_EXCERPT TO READ:_
As a youngster my first association with gaming came through my uncle, Don. Don had a fondness for the ponies and when he came to town he always made sure his wallet was lined with two-dollar bills to pass out among his nieces and nephews. One summer he motored into my grandparents driveway waving and laying on his horn to herald his arrival at our annual summer family reunion. This wasn't out of the ordinary, and uncle Don had never been described as a wallflower. What was different this time was that all of his commotion and gesturing was centered from the drivers seat of a top notch brand new convertible. After warm greetings and the distribution of cold hard cash I established an observation post in the doorway between the kitchen and dining room. A sudden downpour had chased the men indoors to continue their poker at the dining room table, and with some prying I learned that uncle Don afforded the down payment on his new ride with the proceeds from something he called a perfecta. The word perfecta wasn't yet a part of my vocabulary, but it was obvious that it had to do with wagering on horses and that it must have been an especially generous perfecta.

_Free-text descriptions of objects:_

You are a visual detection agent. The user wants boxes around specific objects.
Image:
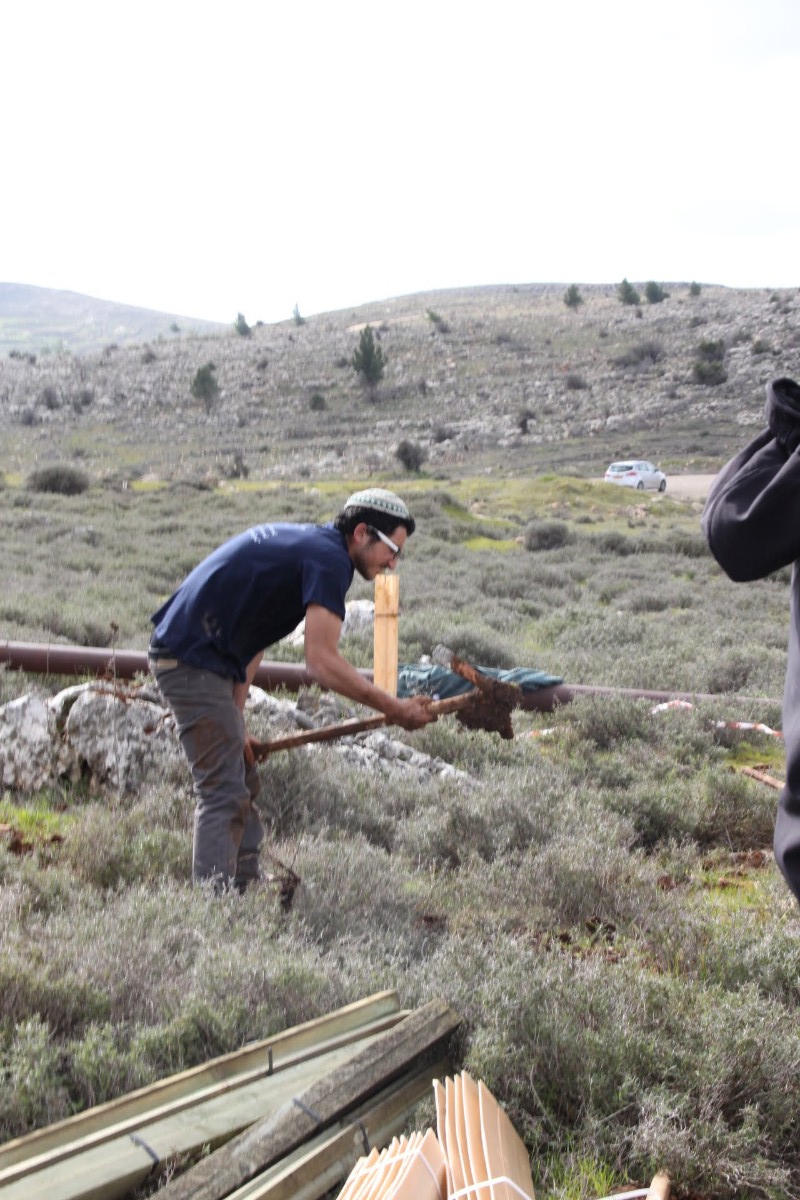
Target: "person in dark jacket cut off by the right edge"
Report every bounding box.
[703,379,800,901]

_PROMPT:_ In the excerpt above about uncle Don, what paid for the down payment on his new convertible?

_EXERCISE RESPONSE:_ The proceeds from something he called a perfecta paid for it.